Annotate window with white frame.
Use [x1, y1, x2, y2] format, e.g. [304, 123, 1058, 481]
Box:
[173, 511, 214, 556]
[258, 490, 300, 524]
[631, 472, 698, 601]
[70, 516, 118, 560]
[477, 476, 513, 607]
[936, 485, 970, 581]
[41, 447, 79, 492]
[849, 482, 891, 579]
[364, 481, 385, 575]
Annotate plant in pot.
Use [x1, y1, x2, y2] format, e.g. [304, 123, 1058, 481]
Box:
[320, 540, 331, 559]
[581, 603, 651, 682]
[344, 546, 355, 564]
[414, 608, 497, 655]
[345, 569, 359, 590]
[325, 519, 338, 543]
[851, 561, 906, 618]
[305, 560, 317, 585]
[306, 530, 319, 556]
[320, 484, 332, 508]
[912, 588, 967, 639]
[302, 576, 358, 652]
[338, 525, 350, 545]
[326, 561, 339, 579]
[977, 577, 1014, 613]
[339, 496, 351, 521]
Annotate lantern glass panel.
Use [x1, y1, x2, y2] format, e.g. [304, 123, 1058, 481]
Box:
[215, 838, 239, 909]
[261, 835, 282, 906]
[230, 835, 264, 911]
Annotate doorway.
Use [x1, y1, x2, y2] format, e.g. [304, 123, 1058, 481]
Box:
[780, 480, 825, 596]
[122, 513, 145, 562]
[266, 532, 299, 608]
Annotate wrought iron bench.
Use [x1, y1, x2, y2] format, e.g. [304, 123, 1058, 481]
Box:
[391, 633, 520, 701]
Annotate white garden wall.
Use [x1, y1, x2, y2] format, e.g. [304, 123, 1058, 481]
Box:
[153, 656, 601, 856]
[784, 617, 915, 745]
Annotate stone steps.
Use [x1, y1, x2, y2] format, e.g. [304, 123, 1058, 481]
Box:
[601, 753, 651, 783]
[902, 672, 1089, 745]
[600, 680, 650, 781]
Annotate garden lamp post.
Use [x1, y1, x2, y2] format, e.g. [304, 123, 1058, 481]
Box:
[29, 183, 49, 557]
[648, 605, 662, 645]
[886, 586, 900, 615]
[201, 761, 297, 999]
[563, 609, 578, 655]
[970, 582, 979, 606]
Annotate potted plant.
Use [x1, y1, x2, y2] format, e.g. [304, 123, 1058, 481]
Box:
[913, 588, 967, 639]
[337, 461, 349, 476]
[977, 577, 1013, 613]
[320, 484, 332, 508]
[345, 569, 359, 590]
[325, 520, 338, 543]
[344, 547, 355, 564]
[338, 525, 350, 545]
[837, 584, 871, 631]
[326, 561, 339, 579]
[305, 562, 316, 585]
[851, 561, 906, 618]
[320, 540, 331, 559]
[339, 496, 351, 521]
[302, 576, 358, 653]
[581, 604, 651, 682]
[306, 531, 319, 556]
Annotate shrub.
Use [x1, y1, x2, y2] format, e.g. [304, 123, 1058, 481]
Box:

ACTIVITY:
Keep every word intact and transcribe the records in full.

ANSWER SPACE:
Annotate window with white frame.
Use [x1, y1, x2, y2] format, e.g. [304, 123, 1058, 481]
Box:
[173, 511, 214, 556]
[258, 490, 300, 524]
[631, 472, 698, 601]
[70, 516, 118, 560]
[477, 476, 513, 607]
[936, 485, 970, 581]
[41, 447, 79, 492]
[849, 482, 891, 579]
[364, 481, 385, 575]
Annotate plant in pot.
Use [x1, y1, x2, y2] format, e.g. [304, 123, 1058, 481]
Box:
[320, 540, 331, 559]
[581, 603, 651, 682]
[344, 546, 355, 564]
[414, 608, 497, 655]
[345, 569, 359, 590]
[325, 519, 338, 543]
[851, 561, 906, 618]
[305, 560, 317, 585]
[306, 530, 319, 556]
[320, 484, 332, 508]
[912, 588, 967, 639]
[302, 576, 358, 652]
[338, 525, 350, 545]
[326, 561, 339, 579]
[977, 577, 1014, 613]
[339, 496, 351, 521]
Annotate lantern glass panel.
Use [x1, y1, x2, y2] format, e.g. [304, 123, 1058, 481]
Box:
[215, 838, 239, 909]
[261, 835, 282, 906]
[230, 835, 264, 911]
Annotate doorway.
Use [x1, y1, x2, y2] format, e.g. [304, 123, 1058, 481]
Box:
[780, 480, 825, 596]
[122, 513, 145, 562]
[266, 532, 299, 608]
Annotate wrought iron bench.
Use [x1, y1, x2, y2] format, e.g. [304, 123, 1058, 481]
Box:
[391, 633, 520, 701]
Annotate white garden wall.
Use [x1, y1, x2, y2] format, e.g. [304, 123, 1058, 481]
Box:
[153, 656, 601, 856]
[784, 617, 915, 745]
Annotate stone steps.
Use [x1, y1, x2, y2] format, e.g. [304, 123, 1058, 481]
Box:
[601, 753, 651, 783]
[902, 672, 1089, 745]
[600, 680, 650, 781]
Annotate garden lamp post.
Use [x1, y1, x2, y2] format, e.g. [304, 123, 1058, 481]
Box:
[29, 183, 49, 557]
[648, 605, 662, 645]
[886, 586, 900, 615]
[201, 761, 297, 999]
[563, 609, 578, 655]
[970, 582, 979, 606]
Annotate potted plant.
Use [x1, y1, x2, y2] format, e.g. [304, 123, 1058, 481]
Box:
[913, 588, 967, 639]
[337, 461, 349, 476]
[977, 577, 1013, 613]
[320, 484, 332, 508]
[345, 569, 359, 590]
[325, 520, 338, 543]
[344, 547, 355, 564]
[338, 525, 350, 545]
[837, 584, 871, 631]
[326, 561, 339, 579]
[305, 562, 316, 585]
[851, 561, 906, 618]
[320, 540, 331, 559]
[339, 496, 351, 521]
[302, 576, 358, 653]
[581, 604, 651, 682]
[306, 531, 319, 556]
Annotate shrub.
Use [x1, y1, x2, y2] format, e.g. [304, 123, 1058, 481]
Box:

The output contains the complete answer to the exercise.